§ Task to carry out:
Rewrite the passage of the ultrasonic cleaner thread that begins with "Coming into this" and ends with "(Jan 15, 2004)", replacing "eBay" with "an online auction site".

§ Document segment:
%%
I used to be a distributor for Branson cleaners and they are superior to the less-expensive commercial grade cleaners. Branson uses industrial-grade transducers which last longer and work better. And yes, get the heater.


----------



## jkretsch (Jul 14, 2009)

Coming into this thread several year's late but ... I've been using an Ultrasonic cleaner to clean my bike parts for a year or so and have tried several different cleaning solutions at varying concentrations trying to find the "perfect" mix that clean chains, cassettes, etc without etching the alloy surface. Finally I have come upon a solution made specifically for aluminum alloy called Branson MC-3 and this stuff really works!! I've tried on several parts including a really dirty chain and cassette and I'm very impressed. Even the alloy lockring came out clean with no etching. This is an industrial solution this is not easy to find in small quantities but it's currently available on eBay in 1 quart bottles for $25 which is enough to make almost 4 gallons of cleaning solution.


----------



## Fastskiguy (Jan 15, 2004)

Well since this thread has been revived....I'll update what I'm doing on my chains, it's pretty much following the moulten speed wax protocol using a jar and mineral spirits. I've decided my little 25$ ultrasonic cleaner doesn't really do the trick but simply agitating the chain in the jar works well....it's just super time consuming. A couple of rinses in alcohol and I'm good to go into the wax bath.
%%
§ Extracted records:
%%
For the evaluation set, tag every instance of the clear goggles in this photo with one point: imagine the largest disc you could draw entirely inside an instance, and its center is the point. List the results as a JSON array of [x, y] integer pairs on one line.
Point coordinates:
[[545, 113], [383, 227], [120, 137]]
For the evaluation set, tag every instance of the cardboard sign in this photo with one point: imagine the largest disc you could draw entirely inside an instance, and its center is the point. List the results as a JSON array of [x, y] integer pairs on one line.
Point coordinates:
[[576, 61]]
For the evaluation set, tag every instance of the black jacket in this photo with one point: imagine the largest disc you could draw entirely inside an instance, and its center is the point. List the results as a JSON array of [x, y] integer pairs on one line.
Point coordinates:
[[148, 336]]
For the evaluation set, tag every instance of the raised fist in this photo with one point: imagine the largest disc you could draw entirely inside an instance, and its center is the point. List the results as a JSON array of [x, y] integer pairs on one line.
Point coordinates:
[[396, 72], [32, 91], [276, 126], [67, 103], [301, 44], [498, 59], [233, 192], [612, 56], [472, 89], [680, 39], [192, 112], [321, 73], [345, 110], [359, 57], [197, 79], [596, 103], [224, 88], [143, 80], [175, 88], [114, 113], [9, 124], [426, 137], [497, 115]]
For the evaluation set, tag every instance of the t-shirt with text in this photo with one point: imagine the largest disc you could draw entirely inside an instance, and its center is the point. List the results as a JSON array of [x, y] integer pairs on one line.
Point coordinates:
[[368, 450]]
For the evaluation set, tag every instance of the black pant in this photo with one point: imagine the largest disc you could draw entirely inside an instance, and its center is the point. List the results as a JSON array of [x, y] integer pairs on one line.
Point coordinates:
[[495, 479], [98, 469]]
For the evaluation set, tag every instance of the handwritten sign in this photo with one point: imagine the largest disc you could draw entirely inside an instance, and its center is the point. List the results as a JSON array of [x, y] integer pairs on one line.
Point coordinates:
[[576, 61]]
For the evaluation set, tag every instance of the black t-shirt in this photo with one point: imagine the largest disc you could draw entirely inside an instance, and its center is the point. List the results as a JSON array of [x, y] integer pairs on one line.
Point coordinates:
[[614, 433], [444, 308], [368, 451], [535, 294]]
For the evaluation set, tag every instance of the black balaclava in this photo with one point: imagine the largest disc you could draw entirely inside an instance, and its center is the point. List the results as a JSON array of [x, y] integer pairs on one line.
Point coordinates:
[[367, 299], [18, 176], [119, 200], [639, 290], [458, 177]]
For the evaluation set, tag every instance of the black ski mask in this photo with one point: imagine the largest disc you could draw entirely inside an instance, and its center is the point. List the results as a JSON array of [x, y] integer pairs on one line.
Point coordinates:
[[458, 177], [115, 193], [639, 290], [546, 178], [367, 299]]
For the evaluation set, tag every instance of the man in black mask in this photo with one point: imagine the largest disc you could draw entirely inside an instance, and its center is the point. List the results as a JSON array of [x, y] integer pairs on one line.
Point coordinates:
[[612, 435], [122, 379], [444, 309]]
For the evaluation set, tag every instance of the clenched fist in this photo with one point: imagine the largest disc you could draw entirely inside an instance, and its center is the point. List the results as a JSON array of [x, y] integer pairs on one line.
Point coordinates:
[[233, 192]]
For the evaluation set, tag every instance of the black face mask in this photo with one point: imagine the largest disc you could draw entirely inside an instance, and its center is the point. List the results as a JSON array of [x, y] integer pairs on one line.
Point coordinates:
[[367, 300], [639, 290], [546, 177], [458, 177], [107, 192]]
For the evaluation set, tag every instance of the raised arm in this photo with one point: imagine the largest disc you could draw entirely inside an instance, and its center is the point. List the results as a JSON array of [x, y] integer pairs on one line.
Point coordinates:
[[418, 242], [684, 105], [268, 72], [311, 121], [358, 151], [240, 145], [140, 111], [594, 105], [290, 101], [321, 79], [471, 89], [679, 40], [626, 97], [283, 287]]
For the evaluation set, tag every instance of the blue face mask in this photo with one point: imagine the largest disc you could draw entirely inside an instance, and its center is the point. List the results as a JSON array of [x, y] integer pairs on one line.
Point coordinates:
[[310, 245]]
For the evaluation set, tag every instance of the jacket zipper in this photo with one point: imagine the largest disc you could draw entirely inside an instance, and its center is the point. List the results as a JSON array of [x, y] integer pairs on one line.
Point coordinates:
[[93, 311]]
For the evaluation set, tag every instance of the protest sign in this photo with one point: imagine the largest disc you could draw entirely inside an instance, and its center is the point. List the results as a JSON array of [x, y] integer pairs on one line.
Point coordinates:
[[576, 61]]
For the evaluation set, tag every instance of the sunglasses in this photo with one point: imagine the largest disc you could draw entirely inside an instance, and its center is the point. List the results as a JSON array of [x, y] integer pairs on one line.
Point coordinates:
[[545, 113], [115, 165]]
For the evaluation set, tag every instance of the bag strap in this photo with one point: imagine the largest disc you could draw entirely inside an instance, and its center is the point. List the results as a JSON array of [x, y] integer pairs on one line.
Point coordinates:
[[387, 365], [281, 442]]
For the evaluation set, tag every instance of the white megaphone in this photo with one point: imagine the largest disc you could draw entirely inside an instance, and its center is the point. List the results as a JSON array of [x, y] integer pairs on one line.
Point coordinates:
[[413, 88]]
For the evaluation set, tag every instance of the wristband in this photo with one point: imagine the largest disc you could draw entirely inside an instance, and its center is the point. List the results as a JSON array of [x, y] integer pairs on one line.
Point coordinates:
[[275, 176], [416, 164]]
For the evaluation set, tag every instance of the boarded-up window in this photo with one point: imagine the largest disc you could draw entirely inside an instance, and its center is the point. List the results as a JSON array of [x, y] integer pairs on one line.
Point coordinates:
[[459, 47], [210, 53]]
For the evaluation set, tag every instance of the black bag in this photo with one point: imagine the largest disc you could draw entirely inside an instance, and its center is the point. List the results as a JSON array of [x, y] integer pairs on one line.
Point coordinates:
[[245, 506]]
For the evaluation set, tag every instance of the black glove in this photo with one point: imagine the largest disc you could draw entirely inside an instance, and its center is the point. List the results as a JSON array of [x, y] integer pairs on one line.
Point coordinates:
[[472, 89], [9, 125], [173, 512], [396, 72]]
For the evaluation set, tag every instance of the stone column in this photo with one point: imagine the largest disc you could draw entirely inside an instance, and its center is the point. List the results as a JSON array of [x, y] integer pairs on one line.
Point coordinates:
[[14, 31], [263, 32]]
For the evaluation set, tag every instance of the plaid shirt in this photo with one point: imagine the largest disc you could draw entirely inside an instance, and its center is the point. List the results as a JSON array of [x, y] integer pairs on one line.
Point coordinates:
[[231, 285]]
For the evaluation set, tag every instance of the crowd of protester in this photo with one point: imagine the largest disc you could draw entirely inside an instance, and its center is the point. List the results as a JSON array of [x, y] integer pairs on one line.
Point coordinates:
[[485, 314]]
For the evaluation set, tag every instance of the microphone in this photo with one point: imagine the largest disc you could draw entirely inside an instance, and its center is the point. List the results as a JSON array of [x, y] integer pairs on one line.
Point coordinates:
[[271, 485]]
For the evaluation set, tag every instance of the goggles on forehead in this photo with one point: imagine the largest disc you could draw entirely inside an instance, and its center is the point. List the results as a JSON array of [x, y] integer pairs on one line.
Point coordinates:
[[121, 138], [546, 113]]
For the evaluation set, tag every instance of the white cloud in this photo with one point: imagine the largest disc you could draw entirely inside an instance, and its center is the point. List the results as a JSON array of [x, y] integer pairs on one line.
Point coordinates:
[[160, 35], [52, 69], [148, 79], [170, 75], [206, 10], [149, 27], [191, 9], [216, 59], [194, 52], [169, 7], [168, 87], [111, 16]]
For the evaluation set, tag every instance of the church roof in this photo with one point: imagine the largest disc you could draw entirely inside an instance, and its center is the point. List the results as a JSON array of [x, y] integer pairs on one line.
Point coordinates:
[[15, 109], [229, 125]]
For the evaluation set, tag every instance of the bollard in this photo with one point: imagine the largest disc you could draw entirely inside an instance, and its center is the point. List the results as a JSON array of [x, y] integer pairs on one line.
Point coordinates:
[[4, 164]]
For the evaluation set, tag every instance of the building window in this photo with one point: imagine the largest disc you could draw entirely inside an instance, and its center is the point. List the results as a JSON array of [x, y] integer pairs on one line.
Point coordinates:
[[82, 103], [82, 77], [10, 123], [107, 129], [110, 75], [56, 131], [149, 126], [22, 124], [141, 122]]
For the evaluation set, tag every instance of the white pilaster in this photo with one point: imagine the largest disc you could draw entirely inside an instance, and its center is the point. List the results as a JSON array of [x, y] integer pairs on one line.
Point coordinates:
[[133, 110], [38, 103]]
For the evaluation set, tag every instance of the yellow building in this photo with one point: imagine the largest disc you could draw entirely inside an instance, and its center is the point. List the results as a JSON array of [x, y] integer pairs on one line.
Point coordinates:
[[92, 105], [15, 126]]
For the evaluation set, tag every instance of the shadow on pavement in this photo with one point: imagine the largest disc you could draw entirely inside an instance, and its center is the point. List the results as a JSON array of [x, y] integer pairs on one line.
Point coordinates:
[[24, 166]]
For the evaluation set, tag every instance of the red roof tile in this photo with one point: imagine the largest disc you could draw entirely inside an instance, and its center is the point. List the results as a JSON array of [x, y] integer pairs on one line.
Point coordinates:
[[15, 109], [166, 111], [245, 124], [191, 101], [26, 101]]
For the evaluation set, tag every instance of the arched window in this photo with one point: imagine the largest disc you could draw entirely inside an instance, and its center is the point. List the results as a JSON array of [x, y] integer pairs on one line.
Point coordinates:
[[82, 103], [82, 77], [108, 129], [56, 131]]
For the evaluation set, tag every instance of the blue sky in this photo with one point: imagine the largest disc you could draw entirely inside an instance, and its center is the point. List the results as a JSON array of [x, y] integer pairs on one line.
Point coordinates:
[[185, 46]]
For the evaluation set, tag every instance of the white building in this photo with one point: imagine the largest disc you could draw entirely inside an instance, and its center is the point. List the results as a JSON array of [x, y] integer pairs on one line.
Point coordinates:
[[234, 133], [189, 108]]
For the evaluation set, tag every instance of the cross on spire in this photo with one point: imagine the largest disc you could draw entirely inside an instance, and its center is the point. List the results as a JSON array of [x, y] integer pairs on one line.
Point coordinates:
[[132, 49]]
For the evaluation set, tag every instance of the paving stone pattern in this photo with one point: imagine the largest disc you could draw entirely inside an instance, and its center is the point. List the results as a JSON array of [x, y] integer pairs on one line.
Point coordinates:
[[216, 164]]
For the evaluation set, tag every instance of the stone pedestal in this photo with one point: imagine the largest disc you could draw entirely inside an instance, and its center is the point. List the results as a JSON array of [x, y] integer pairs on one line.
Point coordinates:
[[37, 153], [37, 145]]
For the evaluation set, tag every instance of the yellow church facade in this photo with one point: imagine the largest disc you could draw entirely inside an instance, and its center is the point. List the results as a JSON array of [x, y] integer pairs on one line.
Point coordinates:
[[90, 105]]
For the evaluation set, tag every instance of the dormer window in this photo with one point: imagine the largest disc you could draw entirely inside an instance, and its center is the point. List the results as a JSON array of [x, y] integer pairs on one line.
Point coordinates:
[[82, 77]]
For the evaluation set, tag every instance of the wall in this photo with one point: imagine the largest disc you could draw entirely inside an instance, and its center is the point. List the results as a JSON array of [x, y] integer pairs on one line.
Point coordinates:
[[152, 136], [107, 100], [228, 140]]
%%
§ Correct response:
Coming into this thread several year's late but ... I've been using an Ultrasonic cleaner to clean my bike parts for a year or so and have tried several different cleaning solutions at varying concentrations trying to find the "perfect" mix that clean chains, cassettes, etc without etching the alloy surface. Finally I have come upon a solution made specifically for aluminum alloy called Branson MC-3 and this stuff really works!! I've tried on several parts including a really dirty chain and cassette and I'm very impressed. Even the alloy lockring came out clean with no etching. This is an industrial solution this is not easy to find in small quantities but it's currently available on an online auction site in 1 quart bottles for $25 which is enough to make almost 4 gallons of cleaning solution.


----------



## Fastskiguy (Jan 15, 2004)